[Point annotations for photos]
---

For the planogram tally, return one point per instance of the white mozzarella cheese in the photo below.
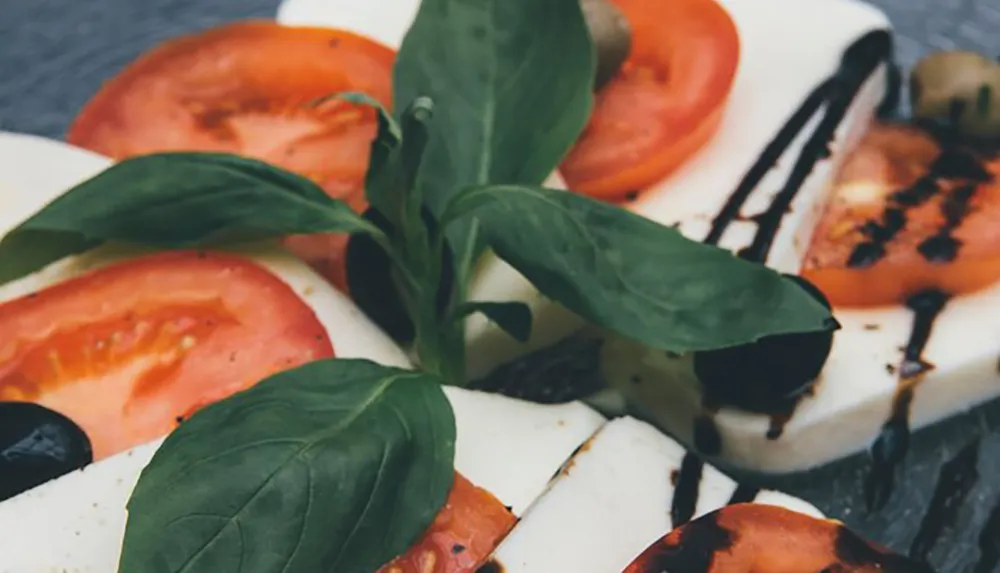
(611, 501)
(779, 66)
(76, 523)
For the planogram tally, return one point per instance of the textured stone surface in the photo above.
(55, 53)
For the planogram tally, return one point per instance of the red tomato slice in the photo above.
(757, 538)
(250, 88)
(666, 101)
(127, 349)
(471, 524)
(890, 159)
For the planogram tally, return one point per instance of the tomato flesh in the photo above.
(665, 103)
(464, 534)
(893, 159)
(758, 538)
(252, 89)
(127, 350)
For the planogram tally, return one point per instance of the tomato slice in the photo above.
(906, 216)
(757, 538)
(251, 88)
(664, 104)
(464, 534)
(126, 350)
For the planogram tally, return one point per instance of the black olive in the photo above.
(369, 280)
(37, 445)
(765, 376)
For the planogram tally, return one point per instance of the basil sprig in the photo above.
(338, 465)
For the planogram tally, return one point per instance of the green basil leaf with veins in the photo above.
(502, 114)
(175, 200)
(634, 276)
(514, 318)
(338, 465)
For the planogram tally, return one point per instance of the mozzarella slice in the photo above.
(75, 523)
(779, 66)
(611, 501)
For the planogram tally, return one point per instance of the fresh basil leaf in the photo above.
(375, 290)
(636, 277)
(511, 81)
(174, 200)
(513, 317)
(338, 465)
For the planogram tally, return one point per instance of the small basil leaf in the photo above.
(338, 465)
(373, 288)
(636, 277)
(174, 200)
(513, 317)
(502, 115)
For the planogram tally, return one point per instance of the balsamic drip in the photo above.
(955, 480)
(892, 443)
(744, 494)
(952, 164)
(700, 542)
(989, 543)
(730, 212)
(942, 247)
(491, 566)
(686, 494)
(858, 63)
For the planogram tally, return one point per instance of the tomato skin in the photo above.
(892, 158)
(665, 103)
(235, 89)
(757, 538)
(126, 350)
(463, 535)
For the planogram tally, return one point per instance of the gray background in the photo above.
(54, 54)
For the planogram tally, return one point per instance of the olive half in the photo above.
(37, 445)
(612, 37)
(766, 375)
(959, 87)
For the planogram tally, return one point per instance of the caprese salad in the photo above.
(148, 299)
(780, 163)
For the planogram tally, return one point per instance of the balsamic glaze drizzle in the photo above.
(744, 494)
(857, 64)
(893, 442)
(956, 479)
(989, 543)
(685, 499)
(951, 164)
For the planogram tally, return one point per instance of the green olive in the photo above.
(960, 87)
(612, 37)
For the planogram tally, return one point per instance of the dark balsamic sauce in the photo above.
(891, 445)
(989, 543)
(700, 542)
(951, 164)
(491, 566)
(836, 93)
(685, 499)
(744, 493)
(955, 480)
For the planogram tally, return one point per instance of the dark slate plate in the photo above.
(55, 53)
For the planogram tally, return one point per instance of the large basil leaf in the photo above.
(636, 277)
(338, 465)
(511, 83)
(174, 200)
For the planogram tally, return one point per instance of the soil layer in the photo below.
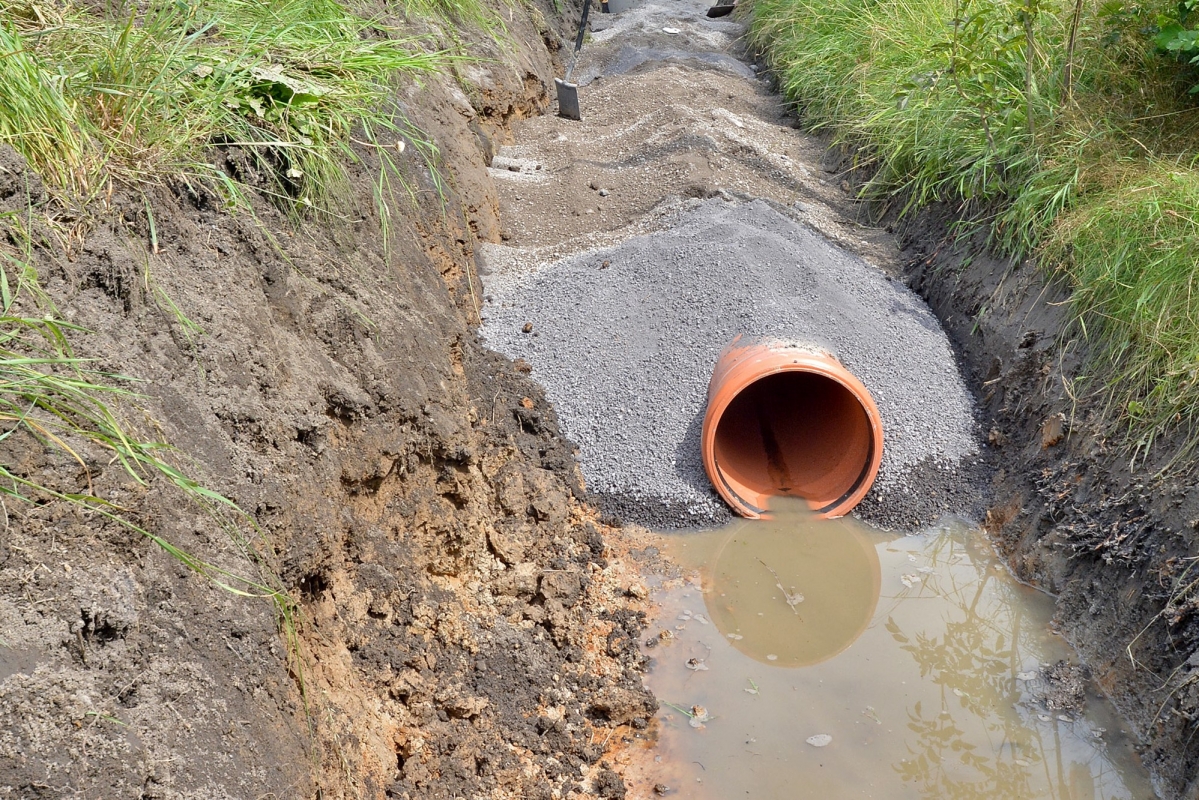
(1072, 511)
(464, 625)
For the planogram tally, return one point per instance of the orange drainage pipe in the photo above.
(785, 420)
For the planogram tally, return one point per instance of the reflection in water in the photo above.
(793, 595)
(921, 662)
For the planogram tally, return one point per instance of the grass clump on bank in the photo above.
(238, 96)
(1065, 127)
(148, 91)
(67, 405)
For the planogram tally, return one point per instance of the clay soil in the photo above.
(468, 624)
(465, 623)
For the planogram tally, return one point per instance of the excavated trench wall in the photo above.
(463, 623)
(1070, 513)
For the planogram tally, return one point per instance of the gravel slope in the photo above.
(624, 340)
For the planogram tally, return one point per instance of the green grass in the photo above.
(72, 408)
(944, 101)
(152, 92)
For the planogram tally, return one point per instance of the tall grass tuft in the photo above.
(965, 102)
(156, 90)
(70, 407)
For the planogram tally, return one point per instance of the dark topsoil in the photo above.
(1071, 516)
(464, 625)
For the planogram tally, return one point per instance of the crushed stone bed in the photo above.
(624, 340)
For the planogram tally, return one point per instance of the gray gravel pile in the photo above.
(625, 338)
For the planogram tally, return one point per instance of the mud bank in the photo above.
(1071, 513)
(464, 625)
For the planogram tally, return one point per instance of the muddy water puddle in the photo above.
(812, 659)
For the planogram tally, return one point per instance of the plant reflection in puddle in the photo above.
(843, 662)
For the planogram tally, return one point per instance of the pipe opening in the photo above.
(795, 433)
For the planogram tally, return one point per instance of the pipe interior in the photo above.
(795, 433)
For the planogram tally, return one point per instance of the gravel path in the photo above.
(625, 338)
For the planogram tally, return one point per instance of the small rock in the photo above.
(1053, 431)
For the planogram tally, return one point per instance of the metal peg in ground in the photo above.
(788, 420)
(722, 8)
(567, 91)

---

*Instruction*
Reproduce the stretch of rows from the line containing "opening in the photo above." through the end of the rows, substituting "drain" for each occurrence of "pipe" and keeping everything else unchanged.

*Result below*
For the planogram tally, return one point per instance of the drain opening in the photo above.
(795, 433)
For the planogram tally, return one point per instance of the drain interior in the photo above.
(795, 433)
For the planogram tally, return one point per instance of the gravel path in the photo above.
(625, 338)
For the planogram tally, return one point per instance of the small rock in the photo above.
(1053, 431)
For the planogram tally, return one point per instance of the metal peg in ground in the photo above.
(788, 420)
(722, 8)
(567, 91)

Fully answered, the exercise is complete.